Task requirements:
a: According to the text on Hanover Township, what was the township's population at the 2020 census?
b: Set down, word for word, the part of the Hanover Township text that opens with the words containing "Hanover Township is" and closes with "Pittsburgh metropolitan area.".
c: Supply the next part of the text about Hanover Township, Pennsylvania, picking up after its last sentence.

Reading text:
Township in Pennsylvania, US

Hanover Township is a township in Beaver County, Pennsylvania, United States. The population was 3,339 at the 2020 census. It is part of the Pittsburgh metropolitan area.

==History==
Two historic sites in Hanover Township are listed on the National Register of Historic Places: the David Littell House, a nineteenth-century farmhouse, and the Recreational Demonstration Area part of Raccoon Creek State Park, which was built by the Civilian Conservation Corps during the Great Depression.

==Geography==
According to the United States Census Bureau, Hanover Township has a total area of 116.6 km2, of which 116.2 km2 is land and 0.4 km2, or 0.34%, is water.

===Surrounding neighborhoods===
Hanover Township has six borders, including Hancock County, West Virginia, to the west, the townships of Greene and Raccoon to the north, Independence to the east, and Washington County's Hanover Township to the south.

Information supplied:

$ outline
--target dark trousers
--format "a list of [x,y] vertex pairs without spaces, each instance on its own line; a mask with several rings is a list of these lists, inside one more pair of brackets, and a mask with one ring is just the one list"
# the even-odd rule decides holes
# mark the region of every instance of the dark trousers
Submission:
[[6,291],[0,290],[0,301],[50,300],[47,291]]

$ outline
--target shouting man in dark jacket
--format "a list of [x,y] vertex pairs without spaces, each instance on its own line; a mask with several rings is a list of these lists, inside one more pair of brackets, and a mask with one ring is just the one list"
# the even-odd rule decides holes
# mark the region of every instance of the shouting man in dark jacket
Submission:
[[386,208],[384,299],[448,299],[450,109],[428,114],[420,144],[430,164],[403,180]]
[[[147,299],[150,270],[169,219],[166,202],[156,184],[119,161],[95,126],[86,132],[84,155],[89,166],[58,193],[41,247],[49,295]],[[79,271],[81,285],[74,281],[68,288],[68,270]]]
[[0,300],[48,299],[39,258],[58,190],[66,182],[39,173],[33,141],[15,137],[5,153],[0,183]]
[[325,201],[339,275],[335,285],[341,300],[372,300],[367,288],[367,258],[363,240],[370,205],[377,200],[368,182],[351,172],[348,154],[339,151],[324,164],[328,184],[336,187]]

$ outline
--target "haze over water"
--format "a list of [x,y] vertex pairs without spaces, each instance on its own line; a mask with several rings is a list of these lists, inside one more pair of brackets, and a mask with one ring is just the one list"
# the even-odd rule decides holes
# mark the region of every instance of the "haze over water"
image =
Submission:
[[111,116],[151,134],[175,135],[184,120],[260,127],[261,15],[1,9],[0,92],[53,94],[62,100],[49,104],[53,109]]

--

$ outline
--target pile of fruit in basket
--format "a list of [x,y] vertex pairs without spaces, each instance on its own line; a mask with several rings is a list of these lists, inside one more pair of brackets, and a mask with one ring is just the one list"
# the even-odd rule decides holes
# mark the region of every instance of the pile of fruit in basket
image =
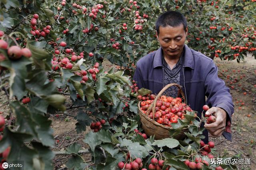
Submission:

Replies:
a: 3,339

b:
Hanover Township is a township in Beaver County, Pennsylvania, United States. The population was 3,339 at the 2020 census. It is part of the Pittsburgh metropolitan area.

c:
The small borough of Frankfort Springs is surrounded by Beaver County's Hanover Township to the north, east and west, with Washington County's township of the same name bordering the south.

==Demographics==

As of the 2000 census, there were 3,529 people, 1,288 households, and 1,025 families residing in the township. The population density was 78.7 PD/sqmi. There were 1,413 housing units at an average density of 31.5 /sqmi. The racial makeup of the township was 98.30% White, 0.60% African American, 0.20% Native American, 0.14% Asian, 0.20% from other races, and 0.57% from two or more races. Hispanic or Latino of any race were 0.99% of the population.

There were 1,288 households, out of which 35.5% had children under the age of 18 living with them, 70.0% were married couples living together, 6.7% had a female householder with no husband present, and 20.4% were non-families. 17.9% of all households were made up of individuals, and 6.8% had someone living alone who was 65 years of age or older. The average household size was 2.74 and the average family size was 3.11.

In the township the population was spread out, with 25.6% under the age of 18, 7.2% from 18 to 24, 30.5% from 25 to 44, 26.6% from 45 to 64, and 10.1% who were 65 years of age or older. The median age was 38 years. For every 100 females there were 100.9 males. For every 100 females age 18 and over, there were 99.8 males.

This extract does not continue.